→ Reading passage:
*-*-*
Datamodel

Ssb accepts schemaless data, adhering to a certain format specified in this section. This is the data that application developers care about. Internally, ssb then adds some more metadata to maintain the append-only logs, discussed in the next chapter. This chapter only describes the data model of the schemaless content data.

It is important to clearly distinguish between the abstract data model of a format, and various encodings. For example, the strings 1, 1.0 and 0.1e1 are all different json encodings of the same abstract value. And there can even be different encoding formats for the same abstract value, e.g. the bytes 0xf93c00 also encode the floating point number 1.0, but in cbor rather than json.

Ssb messages all use the same abstract data model, but there are different situations where they use different encodings. An encoding used for signing the data has different requirements than an encoding used for transmitting the data, which again has different requirements than an encoding used for persisten storage.

Encodings for persistent storage are not specified in this document, but is crucial for all ssb implementations to compute the exact same signatures, and to send data in a format that can be understood by other implementations. We call these encodings signing encoding and transport encoding respectively.

The ssb protocol was initially implemented in javascript, and it relied heavily on implicit behavior of the node js runtime. People (including the authors of this specification) have called the message format "bizarre" and worse, and that is entirely justified. But when during reading you inevitably thing "How could anybody end up with this, I could have done a much better job.", then remember: Maybe you could have, but you didn't.

Abstract Data Model

The data model describes all of the free-form data that can be carried in a message. It is close to the json data model, but with a few differences. The definition came about as the set of javascript values created by JSON.parse(json) for which json === JSON.stringify(JSON.parse(json)) (javascript code).

Defined in a language-agnostic way:

Null

null is a value that carries no information.

Booleans

true and false are values, called booleans.

Strings

An ordered sequence of bytes which form valid utf8 of length between 0 and 2^53 - 1 (inclusive) is a value, called a string. Such a string may include null bytes.
*-*-*
→ Goal 1: Reproduce every one of the rows verbatim, leaving the pictures out.
→ Goal 2: Carry on the ssb data model text from its last sentence.
The ssb data model text and the rows are unrelated to each other.
*-*-*
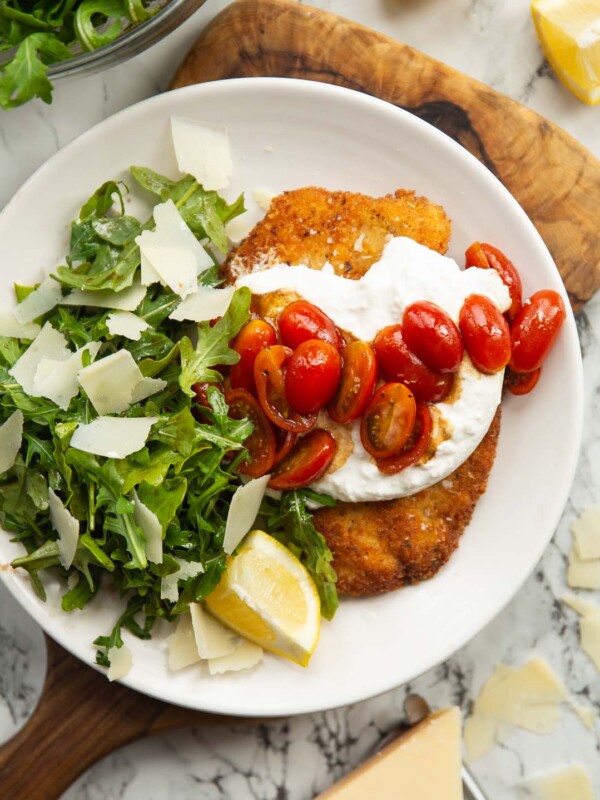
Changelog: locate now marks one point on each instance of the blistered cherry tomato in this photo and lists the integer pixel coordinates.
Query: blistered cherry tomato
(269, 376)
(521, 382)
(307, 461)
(261, 442)
(414, 448)
(359, 373)
(398, 363)
(534, 330)
(254, 336)
(487, 256)
(388, 420)
(485, 334)
(312, 376)
(301, 321)
(432, 336)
*-*-*
→ Exercise result 1:
Changelog: locate now marks one point on each instance of the blistered cherry tomato in this photo and lists the integer pixel coordinates.
Query: blistered cherry tomato
(269, 376)
(521, 382)
(307, 461)
(261, 442)
(414, 448)
(359, 373)
(398, 363)
(534, 330)
(254, 336)
(487, 256)
(388, 420)
(485, 334)
(312, 376)
(301, 321)
(432, 336)

→ Exercise result 2:
Floats

An IEEE 754 double precision (64 bit) floating point number that is none of Infinity, -Infinity, -0 or NaN is a value, called a float.

Arrays

Let n be a natural number less than 2^32, and let v_0, ..., v_n be values.

The ordered sequence [v_0, ..., v_n] is a value, called an array.

Objects

Let n be a natural number less than 2^32, let s_0, ..., s_n be pairwise distinct strings, and let v_0, ..., v_n be values.

The (unordered) set of pairs (s_i, v_i) for all 0 <= i <= n is a value, called a object. The pairs are called entries, the strings are called keys, and the values are called values.

Signing Encoding

The encoding to turn values into a signeable array of bytes is based on json (the set of valid encodings is a subset of ECMA-404 json). There are multiple valid encodings of a single value, because some of the entries of an objects can be encoded in an arbitary order. But up to object entry order, the encoding is unique. When receiving a message over the network, the order of the freely-orderable object entries in the transport encoding is the order that must be used for verifying the signature. Thus the network encoding induces a unique signing encoding to use for signature checking.

The signing encoding is defined as follows:

Signing Encoding Null

null is encoded as the utf-8 string null ([0x6E, 0x75, 0x6C, 0x6C]).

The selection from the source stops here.